Let  $S$  be the feasible region of the LP  $(4.16)$ :

$$
S \stackrel{\triangle}{=} \{(\theta, u) : \theta \ge 0, \ \theta d \le MGu, \ 0 \le u \le V_{th}\}\
$$
\n(4.17)

so that, from the above, we have:

$$
\rho^* = \max_{(\theta, u) \in \mathcal{S}} (\theta) \tag{4.18}
$$



Figure 4.3: An illustration of perpendicular distances to hyperplanes.

Notice that,  $(0,0) \in \mathcal{S}$  so that  $\mathcal{S}$  is not empty, and  $\rho^*$  and  $u_s$  are well-defined. Also, for every  $(\theta, u) \in \mathcal{S}$ , we have  $\theta d \leq MGu$  and  $\theta \geq 0$ . Because  $d \geq 0$ , it follows that  $0 \leq \theta d \leq MGu$  so that u is feasible, due to Lemma 6. Therefore,  $u_s$  is feasible and the container  $\mathcal{F}(u_s) = \{I \in \mathbb{R}^m : I \geq 0, M'I \leq MGu_s\}$  provides the desired current constraints:

$$
i(t) \ge 0, \quad \forall t \in \mathbb{R}
$$

$$
M'i(t) \le MGu_s, \quad \forall t \in \mathbb{R}
$$

The following lemma, based on Theorem 1, establishes the maximality of  $\mathcal{F}(u_s)$ .

**Lemma 14.**  $\mathcal{F}(u_s)$  is maximal in  $\mathcal{E}$ .

Provided records:
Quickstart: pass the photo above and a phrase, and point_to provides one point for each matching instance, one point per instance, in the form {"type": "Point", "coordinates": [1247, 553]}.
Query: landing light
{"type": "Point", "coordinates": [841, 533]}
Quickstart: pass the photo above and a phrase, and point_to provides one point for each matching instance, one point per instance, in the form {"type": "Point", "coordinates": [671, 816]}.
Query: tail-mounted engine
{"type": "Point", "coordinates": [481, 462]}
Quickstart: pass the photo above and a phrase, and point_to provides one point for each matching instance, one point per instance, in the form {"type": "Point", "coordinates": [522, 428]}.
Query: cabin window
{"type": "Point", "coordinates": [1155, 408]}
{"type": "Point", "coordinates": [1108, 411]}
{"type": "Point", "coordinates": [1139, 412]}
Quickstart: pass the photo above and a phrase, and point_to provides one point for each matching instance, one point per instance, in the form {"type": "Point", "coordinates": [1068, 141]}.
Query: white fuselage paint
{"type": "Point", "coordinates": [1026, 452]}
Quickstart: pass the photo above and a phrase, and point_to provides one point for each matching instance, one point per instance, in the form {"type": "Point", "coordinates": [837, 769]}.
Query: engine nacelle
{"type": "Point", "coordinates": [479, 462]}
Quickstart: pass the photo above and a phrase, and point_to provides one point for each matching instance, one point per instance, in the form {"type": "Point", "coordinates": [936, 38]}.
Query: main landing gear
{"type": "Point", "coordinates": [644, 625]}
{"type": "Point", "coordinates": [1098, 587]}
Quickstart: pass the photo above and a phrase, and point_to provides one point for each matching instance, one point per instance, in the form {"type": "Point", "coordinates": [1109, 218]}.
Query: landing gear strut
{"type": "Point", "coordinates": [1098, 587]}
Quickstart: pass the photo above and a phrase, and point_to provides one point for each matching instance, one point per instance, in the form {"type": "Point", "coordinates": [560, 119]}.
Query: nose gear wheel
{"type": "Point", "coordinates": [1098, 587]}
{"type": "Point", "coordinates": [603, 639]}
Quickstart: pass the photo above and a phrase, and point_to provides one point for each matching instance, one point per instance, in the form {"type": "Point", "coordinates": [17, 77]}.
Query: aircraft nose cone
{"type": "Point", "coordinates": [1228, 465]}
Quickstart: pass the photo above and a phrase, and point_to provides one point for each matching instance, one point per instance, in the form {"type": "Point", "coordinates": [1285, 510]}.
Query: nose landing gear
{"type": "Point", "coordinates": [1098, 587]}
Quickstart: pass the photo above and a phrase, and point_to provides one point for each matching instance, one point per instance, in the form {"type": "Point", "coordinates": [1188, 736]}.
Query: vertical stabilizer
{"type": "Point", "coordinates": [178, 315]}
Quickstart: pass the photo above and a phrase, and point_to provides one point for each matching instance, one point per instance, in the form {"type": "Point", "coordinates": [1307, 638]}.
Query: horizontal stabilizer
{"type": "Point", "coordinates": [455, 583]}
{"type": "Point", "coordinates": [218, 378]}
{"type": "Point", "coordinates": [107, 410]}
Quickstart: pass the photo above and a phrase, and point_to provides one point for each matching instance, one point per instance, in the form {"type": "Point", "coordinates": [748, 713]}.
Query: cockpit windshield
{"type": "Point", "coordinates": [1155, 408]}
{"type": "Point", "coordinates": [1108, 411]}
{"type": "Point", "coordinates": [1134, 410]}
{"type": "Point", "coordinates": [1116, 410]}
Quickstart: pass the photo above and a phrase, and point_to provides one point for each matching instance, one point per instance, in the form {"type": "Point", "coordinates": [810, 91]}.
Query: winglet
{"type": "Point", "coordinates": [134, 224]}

...

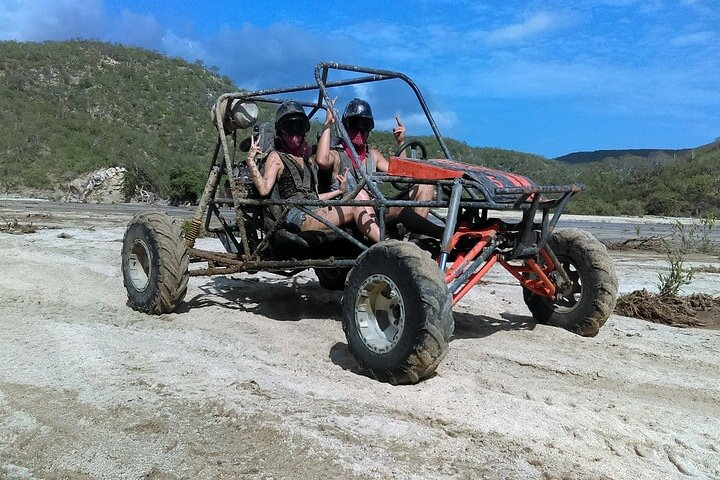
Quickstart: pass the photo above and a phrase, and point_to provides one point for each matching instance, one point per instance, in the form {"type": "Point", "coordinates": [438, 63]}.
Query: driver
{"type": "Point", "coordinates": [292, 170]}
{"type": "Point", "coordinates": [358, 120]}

...

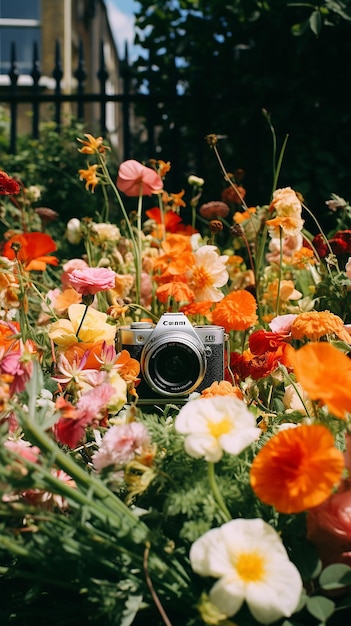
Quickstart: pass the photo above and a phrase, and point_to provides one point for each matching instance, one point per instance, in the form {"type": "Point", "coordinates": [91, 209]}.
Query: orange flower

Things to do:
**A)** According to the text on the feasible region, which point belongs to S and shows that S is not empty?
**B)** Print the part of the text on the feasible region from "so that, from" up to and including "distances to hyperplanes.".

Outputs:
**A)** The point (0,0) belongs to S.

**B)**
so that, from the above, we have:

$$
\rho^* = \max_{(\theta, u) \in \mathcal{S}} (\theta) \tag{4.18}
$$



Figure 4.3: An illustration of perpendicular distances to hyperplanes.